= AIM =
Copy out every one of the entries below word for word, keeping each line as it appears.

(Position identification entries)

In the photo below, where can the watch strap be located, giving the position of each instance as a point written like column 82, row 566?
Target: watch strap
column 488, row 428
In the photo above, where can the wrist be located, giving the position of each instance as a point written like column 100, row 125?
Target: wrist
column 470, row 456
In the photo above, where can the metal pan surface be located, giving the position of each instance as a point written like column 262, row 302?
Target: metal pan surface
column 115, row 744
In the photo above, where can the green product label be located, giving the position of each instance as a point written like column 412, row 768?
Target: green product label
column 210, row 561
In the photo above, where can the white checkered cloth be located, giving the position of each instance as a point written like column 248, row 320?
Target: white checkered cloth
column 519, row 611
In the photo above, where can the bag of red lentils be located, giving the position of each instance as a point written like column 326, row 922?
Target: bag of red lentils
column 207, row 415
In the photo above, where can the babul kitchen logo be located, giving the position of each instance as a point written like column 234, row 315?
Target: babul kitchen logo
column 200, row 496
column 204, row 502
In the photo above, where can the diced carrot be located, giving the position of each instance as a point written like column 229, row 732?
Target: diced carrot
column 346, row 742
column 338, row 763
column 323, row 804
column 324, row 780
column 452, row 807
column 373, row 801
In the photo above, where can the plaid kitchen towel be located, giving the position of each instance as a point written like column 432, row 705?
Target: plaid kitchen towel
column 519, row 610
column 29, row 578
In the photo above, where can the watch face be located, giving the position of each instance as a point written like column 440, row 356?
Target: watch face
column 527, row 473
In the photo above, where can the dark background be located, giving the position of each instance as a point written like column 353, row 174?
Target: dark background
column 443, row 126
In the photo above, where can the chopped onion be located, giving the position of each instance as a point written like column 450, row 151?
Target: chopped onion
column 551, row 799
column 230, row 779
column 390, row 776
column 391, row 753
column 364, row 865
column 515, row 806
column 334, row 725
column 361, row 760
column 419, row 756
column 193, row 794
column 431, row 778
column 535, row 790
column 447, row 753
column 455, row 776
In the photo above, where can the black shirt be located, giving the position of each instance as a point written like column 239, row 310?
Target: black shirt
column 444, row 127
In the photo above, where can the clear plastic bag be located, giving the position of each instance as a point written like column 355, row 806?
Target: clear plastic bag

= RESULT OF THIS TASK =
In the photo below, where can the watch strap be located, giving the position of each instance as a point written like column 82, row 566?
Target: watch strap
column 488, row 428
In the photo above, where can the wrist be located, giving the position of each instance as a point written like column 100, row 125?
Target: wrist
column 470, row 456
In the photo above, where can the metal pan surface be located, giving the position of each instance as a point written like column 262, row 302?
Target: metal pan surface
column 115, row 744
In the photo above, where can the green product label be located, giving the position of each instance as a point written like column 412, row 768?
Target: green product label
column 210, row 561
In the photo above, where can the white checkered cloth be located, giving the position of each instance as a point written like column 248, row 320?
Target: white checkered cloth
column 519, row 611
In the photo above, where can the bag of red lentils be located, giving the position of each instance as a point written like column 326, row 922?
Target: bag of red lentils
column 207, row 415
In the photo above, where can the babul kitchen logo be located, giving the position of each instance as a point written like column 234, row 315?
Target: babul kitchen logo
column 200, row 496
column 204, row 502
In the photo above, where can the diced carrot be located, giving the position of each instance as a point written like column 229, row 732?
Target: diced carrot
column 346, row 742
column 338, row 763
column 323, row 804
column 324, row 780
column 452, row 807
column 373, row 801
In the photo above, where can the plaid kitchen towel be located, giving the position of each instance as a point written like column 432, row 705?
Target: plaid kitchen towel
column 519, row 610
column 29, row 578
In the photo above, where can the watch face be located, giving the position of each instance as a point written like column 440, row 356?
Target: watch face
column 527, row 473
In the photo above, where can the dark background be located, giving the position of each instance as a point written like column 353, row 174?
Target: dark background
column 443, row 126
In the photo above, where can the chopped onion be located, giving the position of each instance as a point written like column 450, row 151?
Target: chopped onion
column 551, row 799
column 230, row 779
column 390, row 776
column 391, row 753
column 364, row 865
column 515, row 806
column 334, row 725
column 361, row 760
column 419, row 756
column 193, row 794
column 431, row 778
column 535, row 790
column 447, row 753
column 455, row 776
In the photo above, where can the black shirt be located, giving the position of each instance as a point written like column 239, row 310?
Target: black shirt
column 444, row 127
In the photo above, where can the clear plastic bag be located, giving the position of each instance as a point written like column 355, row 806?
Target: clear plastic bag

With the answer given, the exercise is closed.